* _Document passage_:
National Science Foundation awards rapid-response grants to establish ocean radionuclide levels from Fukushima

World map showing Cesium-137 levels in the surface ocean as of 1990.

Radiation level in the oceans in 1990, mostly from nuclear weapons testing, measured in Becquerels.
Credit and Larger Version

May 18, 2011

Among the casualties of the March 11, 2011, earthquake and resulting tsunami in Japan was the country's Fukushima Daiichi nuclear power plant.

A result of the loss of electricity, overheating at the power plant led to significant releases of iodine, cesium and other radioisotopes to the environment.

Japanese officials recently raised the severity of the nuclear power plant incident to level 7, the highest level on the international scale and comparable only to the Chernobyl incident 25 years ago, says Ken Buesseler, a chemical oceanographer at the Woods Hole Oceanographic Institution.

"When it comes to the oceans, however," says Buesseler, "the impact of Fukushima exceeds Chernobyl."

Radionuclides in seawater have been reported from the Fukushima plant's discharge canals, from coastal waters five to ten kilometers south of the plant, and from 30 kilometers offshore.

"Levels of some radionuclides are at least an order of magnitude higher than the highest levels in 1986 in the Baltic and Black Seas, the two ocean water bodies closest to Chernobyl," says Buesseler.

He has been awarded a rapid-response grant from the National Science Foundation's (NSF) Division of Ocean Sciences to establish baseline concentrations of several radionuclides in the Atlantic and Pacific Oceans.

"Finding this information early on is key to understanding the severity of the releases and related public health issues," says Buesseler.

* _Short exercise 1_: How many lines in the rows below contain the string "gravel"? Case counts, so reply with the number alone.
The rows that follow are unrelated to the text about Fukushima.

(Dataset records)

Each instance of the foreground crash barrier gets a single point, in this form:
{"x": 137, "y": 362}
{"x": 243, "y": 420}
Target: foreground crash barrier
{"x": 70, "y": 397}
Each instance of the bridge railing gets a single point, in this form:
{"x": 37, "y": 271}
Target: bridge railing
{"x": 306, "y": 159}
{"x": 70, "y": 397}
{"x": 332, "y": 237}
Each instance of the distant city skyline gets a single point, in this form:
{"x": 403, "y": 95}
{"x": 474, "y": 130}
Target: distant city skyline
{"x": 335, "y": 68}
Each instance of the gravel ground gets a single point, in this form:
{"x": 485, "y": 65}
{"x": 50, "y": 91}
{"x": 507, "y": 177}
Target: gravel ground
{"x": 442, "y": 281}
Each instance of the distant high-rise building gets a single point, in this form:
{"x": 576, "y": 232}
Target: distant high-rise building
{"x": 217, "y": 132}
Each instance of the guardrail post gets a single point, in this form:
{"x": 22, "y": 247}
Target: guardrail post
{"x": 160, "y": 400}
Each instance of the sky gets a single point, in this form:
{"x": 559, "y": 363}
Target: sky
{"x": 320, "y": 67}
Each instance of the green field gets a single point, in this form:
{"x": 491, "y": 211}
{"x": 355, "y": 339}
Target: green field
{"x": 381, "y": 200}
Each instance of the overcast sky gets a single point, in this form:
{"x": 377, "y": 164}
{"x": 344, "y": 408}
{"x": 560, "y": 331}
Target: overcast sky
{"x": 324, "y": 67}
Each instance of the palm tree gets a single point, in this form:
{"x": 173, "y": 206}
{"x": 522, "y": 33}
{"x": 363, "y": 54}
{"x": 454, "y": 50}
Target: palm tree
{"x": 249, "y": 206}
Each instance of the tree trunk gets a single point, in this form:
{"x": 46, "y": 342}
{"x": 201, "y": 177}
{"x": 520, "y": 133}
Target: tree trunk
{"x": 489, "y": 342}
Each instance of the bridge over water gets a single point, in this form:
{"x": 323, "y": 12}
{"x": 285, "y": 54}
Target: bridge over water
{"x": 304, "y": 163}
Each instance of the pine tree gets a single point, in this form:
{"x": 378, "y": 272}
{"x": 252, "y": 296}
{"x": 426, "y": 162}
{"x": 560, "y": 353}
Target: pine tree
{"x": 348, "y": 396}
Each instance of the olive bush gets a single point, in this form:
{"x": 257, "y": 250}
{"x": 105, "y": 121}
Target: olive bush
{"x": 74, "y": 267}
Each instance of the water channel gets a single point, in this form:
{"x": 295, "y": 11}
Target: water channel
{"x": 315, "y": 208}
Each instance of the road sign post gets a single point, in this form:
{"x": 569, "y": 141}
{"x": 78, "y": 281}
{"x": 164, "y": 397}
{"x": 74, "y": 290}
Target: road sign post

* _Short exercise 2_: Which seas and oceans are named by name in the text on Fukushima radionuclides in the ocean?

* _Task answer 1_: 2

* _Task answer 2_: Baltic Sea, Black Sea, Atlantic Ocean, Pacific Ocean